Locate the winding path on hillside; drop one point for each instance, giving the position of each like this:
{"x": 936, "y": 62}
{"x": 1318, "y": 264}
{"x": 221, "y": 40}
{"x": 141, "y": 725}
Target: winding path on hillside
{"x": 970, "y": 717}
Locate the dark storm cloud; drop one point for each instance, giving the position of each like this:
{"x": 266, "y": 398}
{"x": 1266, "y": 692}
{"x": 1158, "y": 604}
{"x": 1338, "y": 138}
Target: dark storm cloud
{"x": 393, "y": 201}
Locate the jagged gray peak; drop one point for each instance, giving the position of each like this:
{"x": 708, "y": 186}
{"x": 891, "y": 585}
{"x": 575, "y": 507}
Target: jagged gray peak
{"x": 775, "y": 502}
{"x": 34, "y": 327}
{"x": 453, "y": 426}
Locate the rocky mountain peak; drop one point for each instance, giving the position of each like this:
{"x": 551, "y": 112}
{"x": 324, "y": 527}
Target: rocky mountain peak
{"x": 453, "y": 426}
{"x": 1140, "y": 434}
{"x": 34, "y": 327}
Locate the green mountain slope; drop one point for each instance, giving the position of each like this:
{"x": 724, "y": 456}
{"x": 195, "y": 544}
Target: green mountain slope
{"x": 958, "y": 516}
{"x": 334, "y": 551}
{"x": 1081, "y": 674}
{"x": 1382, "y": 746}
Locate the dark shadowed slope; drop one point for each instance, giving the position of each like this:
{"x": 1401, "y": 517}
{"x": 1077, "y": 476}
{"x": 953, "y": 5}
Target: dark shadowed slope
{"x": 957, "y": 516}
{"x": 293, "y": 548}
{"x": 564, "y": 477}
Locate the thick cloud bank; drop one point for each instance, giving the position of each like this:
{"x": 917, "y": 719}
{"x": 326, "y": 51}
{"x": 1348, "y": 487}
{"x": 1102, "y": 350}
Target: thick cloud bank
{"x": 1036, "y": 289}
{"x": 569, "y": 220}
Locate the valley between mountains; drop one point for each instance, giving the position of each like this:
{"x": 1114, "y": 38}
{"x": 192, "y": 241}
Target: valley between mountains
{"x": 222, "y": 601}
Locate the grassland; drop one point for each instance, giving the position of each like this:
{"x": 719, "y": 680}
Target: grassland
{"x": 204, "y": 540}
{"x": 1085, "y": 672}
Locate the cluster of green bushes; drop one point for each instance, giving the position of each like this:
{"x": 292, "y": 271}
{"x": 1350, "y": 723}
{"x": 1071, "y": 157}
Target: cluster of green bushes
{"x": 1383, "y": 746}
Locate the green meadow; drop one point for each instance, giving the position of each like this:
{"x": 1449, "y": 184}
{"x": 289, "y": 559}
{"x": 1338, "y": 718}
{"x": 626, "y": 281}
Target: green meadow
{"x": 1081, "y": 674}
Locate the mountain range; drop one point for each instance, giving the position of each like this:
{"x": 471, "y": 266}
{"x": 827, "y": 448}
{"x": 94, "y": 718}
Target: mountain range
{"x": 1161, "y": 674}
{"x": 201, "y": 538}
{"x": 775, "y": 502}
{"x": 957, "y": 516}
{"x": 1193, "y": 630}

*EXERCISE DESCRIPTION*. Above are the records; copy exactly the lines from the one with "Locate the green meadow;" through the final line.

*SOLUTION TO THE EXERCISE*.
Locate the green meadow; drop one point for each instance, giving the position of each like this:
{"x": 1449, "y": 184}
{"x": 289, "y": 559}
{"x": 1338, "y": 718}
{"x": 626, "y": 281}
Target: green meadow
{"x": 1081, "y": 674}
Locate the mountain range; drop one point for each instance, giving the position of each like this:
{"x": 471, "y": 266}
{"x": 827, "y": 448}
{"x": 94, "y": 718}
Target: mountain range
{"x": 1161, "y": 674}
{"x": 201, "y": 538}
{"x": 775, "y": 502}
{"x": 957, "y": 516}
{"x": 1193, "y": 630}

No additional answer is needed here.